### GOAL OF THE EXERCISE
Please pick out every line below that contains the word "blue" and copy each one.

----- RECORDS PROVIDED -----

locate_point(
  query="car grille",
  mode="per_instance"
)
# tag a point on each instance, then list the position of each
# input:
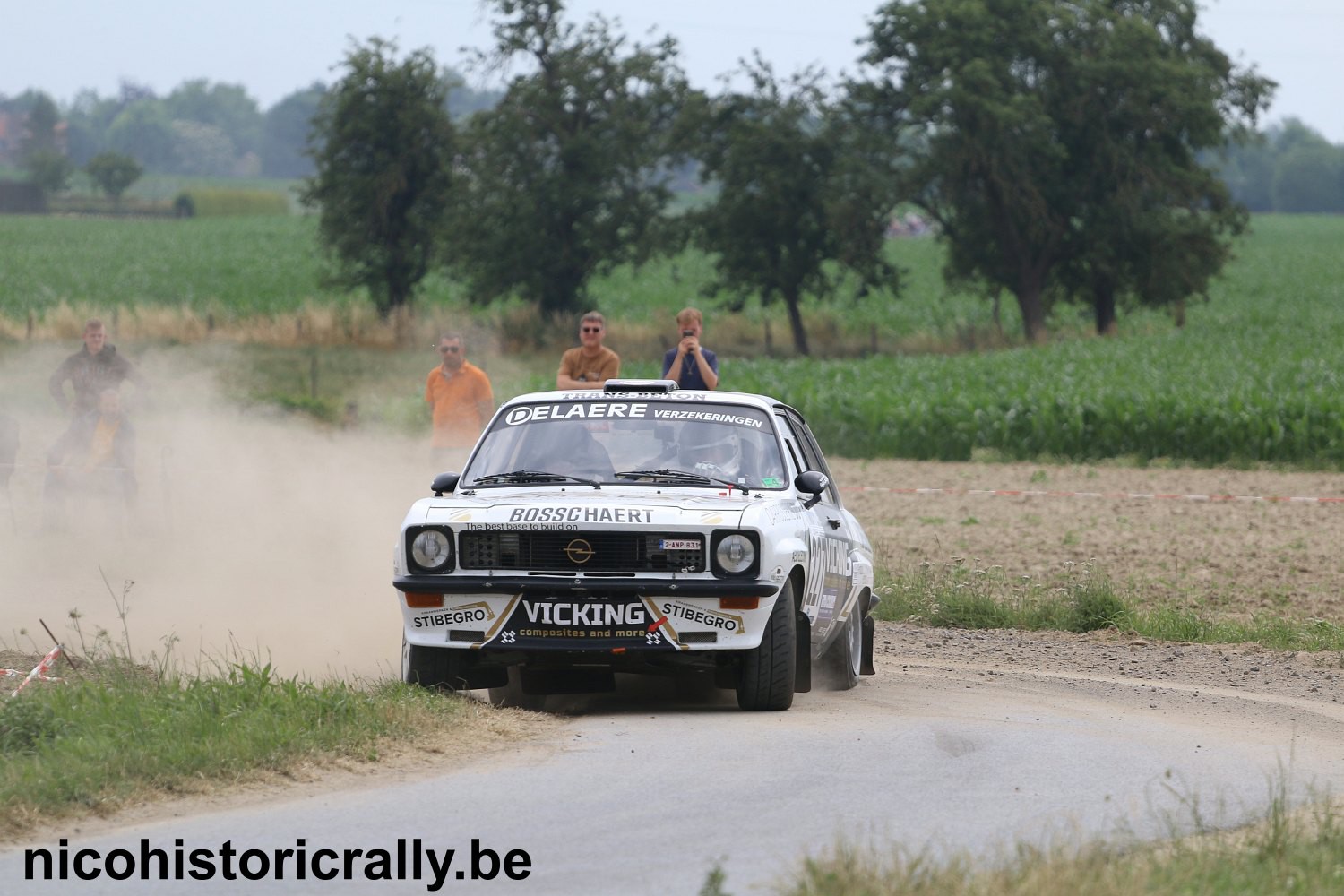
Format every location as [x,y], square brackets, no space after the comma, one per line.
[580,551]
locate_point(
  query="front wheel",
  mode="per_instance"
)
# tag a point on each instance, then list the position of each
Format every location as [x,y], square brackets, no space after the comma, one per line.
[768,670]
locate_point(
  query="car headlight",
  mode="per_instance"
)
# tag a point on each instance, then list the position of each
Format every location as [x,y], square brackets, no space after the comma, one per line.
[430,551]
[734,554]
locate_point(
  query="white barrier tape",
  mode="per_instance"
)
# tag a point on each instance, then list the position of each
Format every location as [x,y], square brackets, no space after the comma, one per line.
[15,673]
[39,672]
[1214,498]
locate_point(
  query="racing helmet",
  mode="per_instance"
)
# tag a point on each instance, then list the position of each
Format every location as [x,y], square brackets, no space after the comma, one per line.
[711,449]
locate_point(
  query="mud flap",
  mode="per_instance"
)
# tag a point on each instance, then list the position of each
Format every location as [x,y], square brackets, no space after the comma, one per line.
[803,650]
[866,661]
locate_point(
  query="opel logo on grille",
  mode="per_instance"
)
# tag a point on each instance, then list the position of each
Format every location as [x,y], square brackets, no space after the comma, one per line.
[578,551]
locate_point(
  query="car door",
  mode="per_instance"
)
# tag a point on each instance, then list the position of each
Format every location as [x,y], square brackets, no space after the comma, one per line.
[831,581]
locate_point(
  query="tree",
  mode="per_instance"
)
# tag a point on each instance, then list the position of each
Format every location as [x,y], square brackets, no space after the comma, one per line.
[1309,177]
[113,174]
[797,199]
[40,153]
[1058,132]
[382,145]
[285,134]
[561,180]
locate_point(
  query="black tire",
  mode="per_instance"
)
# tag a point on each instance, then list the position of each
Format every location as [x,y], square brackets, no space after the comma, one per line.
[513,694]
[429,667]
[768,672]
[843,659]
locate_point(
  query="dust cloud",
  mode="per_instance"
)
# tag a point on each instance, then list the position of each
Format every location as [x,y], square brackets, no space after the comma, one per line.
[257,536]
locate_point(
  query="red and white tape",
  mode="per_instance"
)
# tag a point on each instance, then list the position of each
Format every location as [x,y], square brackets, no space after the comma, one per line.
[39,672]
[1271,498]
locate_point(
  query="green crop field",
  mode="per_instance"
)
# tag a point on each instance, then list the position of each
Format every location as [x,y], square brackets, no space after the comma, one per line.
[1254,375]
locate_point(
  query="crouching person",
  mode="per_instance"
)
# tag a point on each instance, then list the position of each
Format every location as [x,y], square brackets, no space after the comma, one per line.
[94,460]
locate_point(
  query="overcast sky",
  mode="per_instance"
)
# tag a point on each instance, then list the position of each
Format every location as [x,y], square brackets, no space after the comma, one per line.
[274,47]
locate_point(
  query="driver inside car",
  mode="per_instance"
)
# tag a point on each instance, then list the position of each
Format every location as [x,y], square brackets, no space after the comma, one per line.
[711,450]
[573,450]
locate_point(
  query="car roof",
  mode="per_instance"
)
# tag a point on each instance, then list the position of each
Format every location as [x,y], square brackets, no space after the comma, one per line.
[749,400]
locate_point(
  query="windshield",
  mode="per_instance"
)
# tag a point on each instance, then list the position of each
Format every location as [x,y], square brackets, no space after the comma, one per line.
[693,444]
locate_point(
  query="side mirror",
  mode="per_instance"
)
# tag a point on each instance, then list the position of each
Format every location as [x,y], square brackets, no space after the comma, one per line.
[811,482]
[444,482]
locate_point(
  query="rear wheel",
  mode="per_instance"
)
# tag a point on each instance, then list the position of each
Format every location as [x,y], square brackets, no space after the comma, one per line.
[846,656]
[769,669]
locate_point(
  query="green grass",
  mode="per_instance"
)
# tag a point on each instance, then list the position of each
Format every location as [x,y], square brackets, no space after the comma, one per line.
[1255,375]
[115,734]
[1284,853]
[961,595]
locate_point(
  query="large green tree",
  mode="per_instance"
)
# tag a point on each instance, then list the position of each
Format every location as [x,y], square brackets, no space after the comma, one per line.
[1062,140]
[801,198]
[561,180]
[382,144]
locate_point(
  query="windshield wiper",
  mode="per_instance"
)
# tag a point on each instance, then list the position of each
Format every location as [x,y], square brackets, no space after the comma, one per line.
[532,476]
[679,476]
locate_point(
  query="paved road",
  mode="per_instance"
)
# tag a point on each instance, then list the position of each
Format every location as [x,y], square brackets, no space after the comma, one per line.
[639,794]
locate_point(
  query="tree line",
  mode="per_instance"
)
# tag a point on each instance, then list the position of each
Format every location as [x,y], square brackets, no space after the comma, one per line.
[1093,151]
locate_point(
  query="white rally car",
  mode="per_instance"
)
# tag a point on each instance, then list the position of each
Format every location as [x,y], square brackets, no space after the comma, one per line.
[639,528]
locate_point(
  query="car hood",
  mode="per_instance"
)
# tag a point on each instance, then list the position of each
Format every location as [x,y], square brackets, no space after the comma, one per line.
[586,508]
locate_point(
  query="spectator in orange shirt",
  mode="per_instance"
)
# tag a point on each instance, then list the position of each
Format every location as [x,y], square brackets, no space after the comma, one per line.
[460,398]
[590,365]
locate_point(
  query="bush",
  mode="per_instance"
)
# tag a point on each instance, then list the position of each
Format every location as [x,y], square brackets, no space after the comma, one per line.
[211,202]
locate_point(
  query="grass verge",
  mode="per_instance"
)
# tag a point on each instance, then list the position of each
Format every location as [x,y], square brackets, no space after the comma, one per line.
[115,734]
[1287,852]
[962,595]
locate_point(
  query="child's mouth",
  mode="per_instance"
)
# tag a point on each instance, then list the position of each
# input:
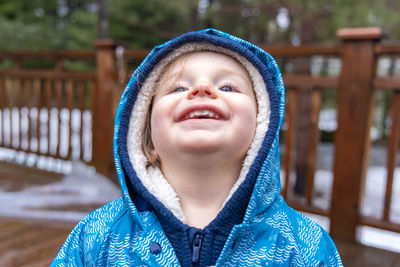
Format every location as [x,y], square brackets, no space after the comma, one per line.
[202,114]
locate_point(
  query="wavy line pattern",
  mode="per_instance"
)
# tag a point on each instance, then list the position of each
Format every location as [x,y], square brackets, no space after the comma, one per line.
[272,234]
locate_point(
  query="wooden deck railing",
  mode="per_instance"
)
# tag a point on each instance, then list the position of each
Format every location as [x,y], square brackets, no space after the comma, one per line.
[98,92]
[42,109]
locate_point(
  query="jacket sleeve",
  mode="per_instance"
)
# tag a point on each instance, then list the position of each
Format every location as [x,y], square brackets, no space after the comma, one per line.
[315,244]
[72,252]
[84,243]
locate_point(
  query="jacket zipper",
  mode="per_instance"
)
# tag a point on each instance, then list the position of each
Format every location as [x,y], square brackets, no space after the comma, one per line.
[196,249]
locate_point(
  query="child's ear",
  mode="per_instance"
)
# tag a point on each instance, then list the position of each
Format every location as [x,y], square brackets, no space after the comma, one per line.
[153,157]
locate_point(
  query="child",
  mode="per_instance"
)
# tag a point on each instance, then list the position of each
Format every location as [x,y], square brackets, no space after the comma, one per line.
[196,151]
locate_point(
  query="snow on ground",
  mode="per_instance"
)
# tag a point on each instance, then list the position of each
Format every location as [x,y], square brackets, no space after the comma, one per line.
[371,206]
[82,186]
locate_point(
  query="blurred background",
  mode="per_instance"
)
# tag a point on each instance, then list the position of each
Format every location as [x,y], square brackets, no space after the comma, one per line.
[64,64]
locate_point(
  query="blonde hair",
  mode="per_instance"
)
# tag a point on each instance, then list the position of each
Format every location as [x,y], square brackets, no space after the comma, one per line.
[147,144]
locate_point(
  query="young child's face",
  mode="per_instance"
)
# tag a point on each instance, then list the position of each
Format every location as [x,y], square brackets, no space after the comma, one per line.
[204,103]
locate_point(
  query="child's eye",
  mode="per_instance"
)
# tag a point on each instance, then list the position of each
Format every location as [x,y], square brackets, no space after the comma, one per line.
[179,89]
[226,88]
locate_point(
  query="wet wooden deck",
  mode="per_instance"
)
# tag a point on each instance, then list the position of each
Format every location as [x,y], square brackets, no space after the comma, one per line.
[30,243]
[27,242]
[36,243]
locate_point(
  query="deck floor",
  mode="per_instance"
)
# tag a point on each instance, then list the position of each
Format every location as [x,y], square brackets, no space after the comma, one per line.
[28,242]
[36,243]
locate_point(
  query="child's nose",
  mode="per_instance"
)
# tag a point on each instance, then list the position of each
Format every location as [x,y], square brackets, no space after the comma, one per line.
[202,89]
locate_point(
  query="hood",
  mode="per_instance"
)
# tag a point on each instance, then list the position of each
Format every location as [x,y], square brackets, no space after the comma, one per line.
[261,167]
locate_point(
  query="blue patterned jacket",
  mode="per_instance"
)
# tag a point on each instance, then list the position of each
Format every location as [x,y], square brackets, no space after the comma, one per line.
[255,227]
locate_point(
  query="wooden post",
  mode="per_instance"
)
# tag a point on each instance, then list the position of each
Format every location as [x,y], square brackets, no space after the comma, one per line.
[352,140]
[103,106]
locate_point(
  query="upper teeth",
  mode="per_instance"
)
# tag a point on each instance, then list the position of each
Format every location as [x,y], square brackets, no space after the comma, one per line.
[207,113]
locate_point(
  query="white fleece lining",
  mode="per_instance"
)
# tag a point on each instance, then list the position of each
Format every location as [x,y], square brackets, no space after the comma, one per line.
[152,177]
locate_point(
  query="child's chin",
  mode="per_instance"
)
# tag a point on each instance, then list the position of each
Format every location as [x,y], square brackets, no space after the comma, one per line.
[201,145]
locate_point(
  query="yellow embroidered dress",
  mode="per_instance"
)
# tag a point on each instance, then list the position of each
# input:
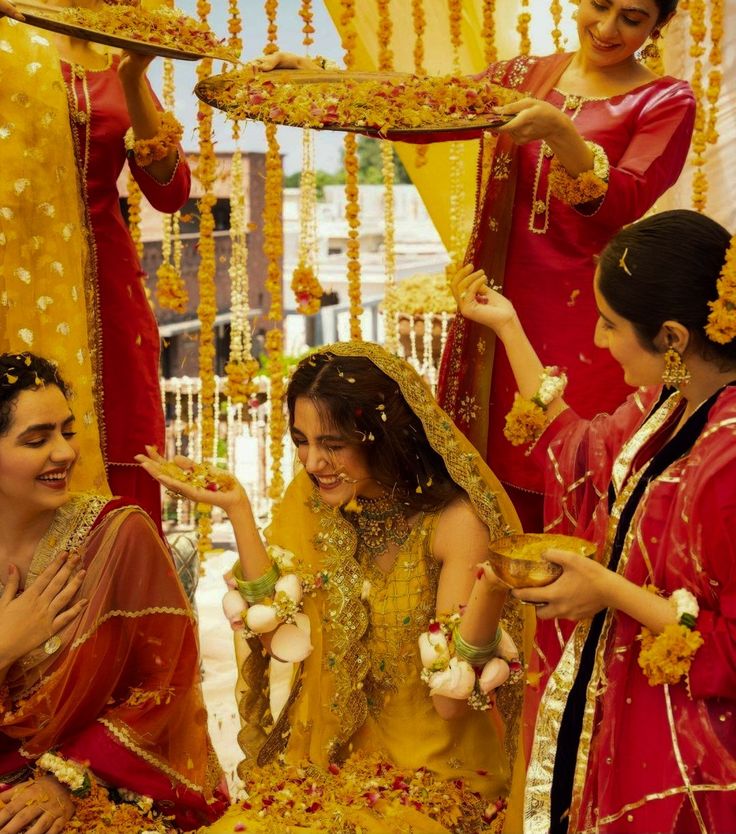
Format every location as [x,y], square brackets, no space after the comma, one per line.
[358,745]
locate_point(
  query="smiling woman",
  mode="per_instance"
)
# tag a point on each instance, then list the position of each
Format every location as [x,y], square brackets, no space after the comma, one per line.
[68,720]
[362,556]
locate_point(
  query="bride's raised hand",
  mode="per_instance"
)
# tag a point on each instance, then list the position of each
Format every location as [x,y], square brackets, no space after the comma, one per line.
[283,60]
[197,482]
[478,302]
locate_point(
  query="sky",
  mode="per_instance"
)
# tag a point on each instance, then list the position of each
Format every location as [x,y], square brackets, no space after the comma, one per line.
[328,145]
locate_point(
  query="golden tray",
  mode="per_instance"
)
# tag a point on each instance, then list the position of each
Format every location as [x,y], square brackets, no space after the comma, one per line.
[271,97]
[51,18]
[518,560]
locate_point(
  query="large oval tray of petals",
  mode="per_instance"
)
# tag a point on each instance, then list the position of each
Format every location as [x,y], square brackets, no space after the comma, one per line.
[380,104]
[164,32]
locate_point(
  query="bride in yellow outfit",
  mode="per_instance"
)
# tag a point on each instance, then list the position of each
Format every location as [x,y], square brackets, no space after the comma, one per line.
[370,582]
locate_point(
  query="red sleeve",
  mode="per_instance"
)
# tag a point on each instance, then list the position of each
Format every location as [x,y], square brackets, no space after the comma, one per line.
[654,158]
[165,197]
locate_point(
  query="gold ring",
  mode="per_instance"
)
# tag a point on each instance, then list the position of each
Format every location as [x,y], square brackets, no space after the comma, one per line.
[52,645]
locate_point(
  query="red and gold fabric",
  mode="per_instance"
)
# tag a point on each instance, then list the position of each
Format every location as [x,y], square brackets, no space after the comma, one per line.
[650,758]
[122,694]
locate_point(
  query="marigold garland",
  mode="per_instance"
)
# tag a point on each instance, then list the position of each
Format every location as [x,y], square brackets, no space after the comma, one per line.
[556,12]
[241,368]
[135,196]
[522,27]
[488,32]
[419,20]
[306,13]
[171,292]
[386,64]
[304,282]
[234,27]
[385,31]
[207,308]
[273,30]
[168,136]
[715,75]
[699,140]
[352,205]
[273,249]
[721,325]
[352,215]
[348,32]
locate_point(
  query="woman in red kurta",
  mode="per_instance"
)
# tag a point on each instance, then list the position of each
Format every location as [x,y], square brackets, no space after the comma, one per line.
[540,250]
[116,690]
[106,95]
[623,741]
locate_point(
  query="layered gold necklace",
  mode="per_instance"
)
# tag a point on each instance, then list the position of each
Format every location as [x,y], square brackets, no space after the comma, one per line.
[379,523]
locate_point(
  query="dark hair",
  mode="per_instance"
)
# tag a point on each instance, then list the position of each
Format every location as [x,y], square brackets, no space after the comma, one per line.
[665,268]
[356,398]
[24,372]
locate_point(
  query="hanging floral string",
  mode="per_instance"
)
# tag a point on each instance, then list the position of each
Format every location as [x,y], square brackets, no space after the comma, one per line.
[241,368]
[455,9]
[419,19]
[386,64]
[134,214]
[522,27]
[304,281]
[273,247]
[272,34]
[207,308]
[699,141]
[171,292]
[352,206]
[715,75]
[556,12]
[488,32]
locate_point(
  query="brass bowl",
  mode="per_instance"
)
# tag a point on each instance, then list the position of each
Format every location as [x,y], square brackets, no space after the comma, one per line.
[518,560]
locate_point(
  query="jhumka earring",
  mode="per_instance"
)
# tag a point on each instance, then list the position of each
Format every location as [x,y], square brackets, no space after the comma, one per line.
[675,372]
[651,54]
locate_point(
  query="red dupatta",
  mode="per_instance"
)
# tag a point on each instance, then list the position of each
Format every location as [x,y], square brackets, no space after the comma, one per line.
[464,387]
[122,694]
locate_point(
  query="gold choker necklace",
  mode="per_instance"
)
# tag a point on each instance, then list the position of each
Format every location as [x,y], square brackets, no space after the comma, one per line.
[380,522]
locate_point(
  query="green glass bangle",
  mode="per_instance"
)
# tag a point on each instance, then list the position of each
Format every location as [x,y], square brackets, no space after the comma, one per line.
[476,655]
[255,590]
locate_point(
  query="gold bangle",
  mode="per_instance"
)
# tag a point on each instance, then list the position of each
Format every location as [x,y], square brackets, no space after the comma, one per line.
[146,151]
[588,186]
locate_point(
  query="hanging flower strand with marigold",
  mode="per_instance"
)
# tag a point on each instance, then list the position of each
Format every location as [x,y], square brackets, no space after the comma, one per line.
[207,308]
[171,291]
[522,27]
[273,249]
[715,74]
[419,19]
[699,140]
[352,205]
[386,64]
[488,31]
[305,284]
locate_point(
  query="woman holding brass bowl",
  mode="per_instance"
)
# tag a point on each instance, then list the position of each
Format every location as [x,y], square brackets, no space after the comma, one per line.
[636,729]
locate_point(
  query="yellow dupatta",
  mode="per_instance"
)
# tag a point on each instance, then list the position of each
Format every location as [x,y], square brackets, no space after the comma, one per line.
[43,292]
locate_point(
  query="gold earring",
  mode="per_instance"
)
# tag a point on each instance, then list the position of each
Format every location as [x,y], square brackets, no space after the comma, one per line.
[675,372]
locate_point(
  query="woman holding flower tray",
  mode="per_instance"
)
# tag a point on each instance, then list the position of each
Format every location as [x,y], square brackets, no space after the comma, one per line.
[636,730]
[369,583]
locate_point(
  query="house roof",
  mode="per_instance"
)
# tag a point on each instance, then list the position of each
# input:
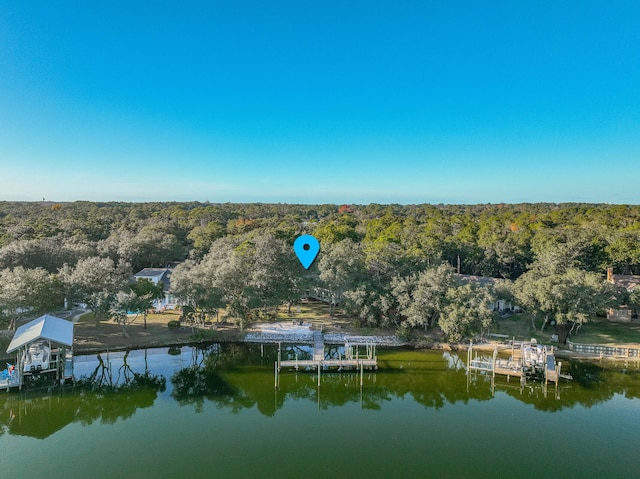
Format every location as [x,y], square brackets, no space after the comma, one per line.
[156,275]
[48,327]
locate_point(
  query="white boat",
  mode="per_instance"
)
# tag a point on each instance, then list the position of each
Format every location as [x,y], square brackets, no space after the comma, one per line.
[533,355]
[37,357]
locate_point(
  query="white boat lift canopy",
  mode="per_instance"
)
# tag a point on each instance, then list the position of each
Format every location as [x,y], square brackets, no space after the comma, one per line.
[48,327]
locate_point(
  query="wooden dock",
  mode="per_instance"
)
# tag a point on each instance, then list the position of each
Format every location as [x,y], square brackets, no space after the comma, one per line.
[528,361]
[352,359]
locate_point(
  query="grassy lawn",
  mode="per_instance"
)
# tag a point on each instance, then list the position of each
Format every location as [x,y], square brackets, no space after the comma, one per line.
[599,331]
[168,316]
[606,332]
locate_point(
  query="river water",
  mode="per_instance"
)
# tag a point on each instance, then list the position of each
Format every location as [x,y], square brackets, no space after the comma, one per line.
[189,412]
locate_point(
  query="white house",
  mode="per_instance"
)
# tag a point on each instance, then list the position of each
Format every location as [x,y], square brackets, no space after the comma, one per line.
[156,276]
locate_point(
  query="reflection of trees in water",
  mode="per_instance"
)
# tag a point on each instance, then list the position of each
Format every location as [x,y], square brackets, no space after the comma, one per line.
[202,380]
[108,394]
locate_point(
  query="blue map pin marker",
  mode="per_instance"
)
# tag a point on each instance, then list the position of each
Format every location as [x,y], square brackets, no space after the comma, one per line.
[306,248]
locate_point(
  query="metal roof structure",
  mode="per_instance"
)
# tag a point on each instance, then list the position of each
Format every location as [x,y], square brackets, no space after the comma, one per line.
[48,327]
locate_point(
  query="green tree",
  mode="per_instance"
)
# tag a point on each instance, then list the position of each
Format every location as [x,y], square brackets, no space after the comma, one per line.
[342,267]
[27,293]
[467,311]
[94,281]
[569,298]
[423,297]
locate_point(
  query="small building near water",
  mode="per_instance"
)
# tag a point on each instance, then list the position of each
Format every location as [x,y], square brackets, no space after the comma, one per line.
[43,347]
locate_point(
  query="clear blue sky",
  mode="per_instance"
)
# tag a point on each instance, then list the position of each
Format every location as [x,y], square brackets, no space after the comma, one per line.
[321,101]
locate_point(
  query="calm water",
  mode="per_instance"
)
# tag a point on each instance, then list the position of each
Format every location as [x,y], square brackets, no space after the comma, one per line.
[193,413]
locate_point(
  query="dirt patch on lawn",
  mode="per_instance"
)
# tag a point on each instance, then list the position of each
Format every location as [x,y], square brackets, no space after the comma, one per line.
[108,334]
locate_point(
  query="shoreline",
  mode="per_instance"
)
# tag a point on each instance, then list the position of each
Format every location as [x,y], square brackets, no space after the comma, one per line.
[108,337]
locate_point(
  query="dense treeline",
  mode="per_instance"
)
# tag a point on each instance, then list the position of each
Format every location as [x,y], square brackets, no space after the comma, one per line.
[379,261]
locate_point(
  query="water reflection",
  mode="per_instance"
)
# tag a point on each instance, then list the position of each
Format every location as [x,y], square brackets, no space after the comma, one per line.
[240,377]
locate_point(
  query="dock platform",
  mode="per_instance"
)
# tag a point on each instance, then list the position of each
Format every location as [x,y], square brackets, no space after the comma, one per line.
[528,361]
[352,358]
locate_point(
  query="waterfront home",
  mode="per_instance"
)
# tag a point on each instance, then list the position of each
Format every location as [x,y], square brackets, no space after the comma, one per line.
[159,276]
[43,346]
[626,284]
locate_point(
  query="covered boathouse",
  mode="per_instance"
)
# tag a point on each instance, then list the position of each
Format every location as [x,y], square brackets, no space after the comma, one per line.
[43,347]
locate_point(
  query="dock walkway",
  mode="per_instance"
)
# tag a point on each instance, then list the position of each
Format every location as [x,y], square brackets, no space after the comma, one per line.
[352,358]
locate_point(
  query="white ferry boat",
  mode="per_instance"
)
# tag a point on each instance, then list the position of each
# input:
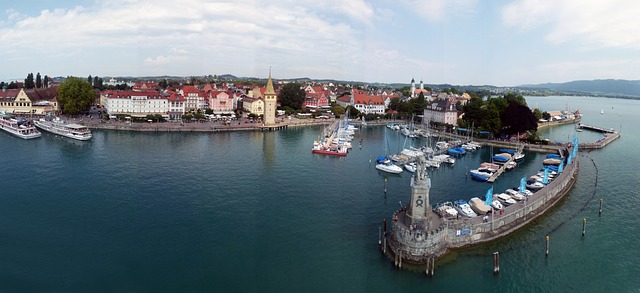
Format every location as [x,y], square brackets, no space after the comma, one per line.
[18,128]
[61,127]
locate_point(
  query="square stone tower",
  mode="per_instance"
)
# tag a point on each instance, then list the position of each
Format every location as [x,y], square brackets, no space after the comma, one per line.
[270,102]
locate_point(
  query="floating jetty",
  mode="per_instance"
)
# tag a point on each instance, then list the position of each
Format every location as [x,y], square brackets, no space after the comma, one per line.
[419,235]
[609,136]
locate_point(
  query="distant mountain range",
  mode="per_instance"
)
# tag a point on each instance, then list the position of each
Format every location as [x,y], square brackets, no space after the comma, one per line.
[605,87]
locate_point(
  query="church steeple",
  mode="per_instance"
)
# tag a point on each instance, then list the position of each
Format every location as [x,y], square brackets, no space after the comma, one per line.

-----

### EXERCISE OUTPUT
  query="blue patterned jacket",
  query="blue map pin marker",
  query="clear blue sky",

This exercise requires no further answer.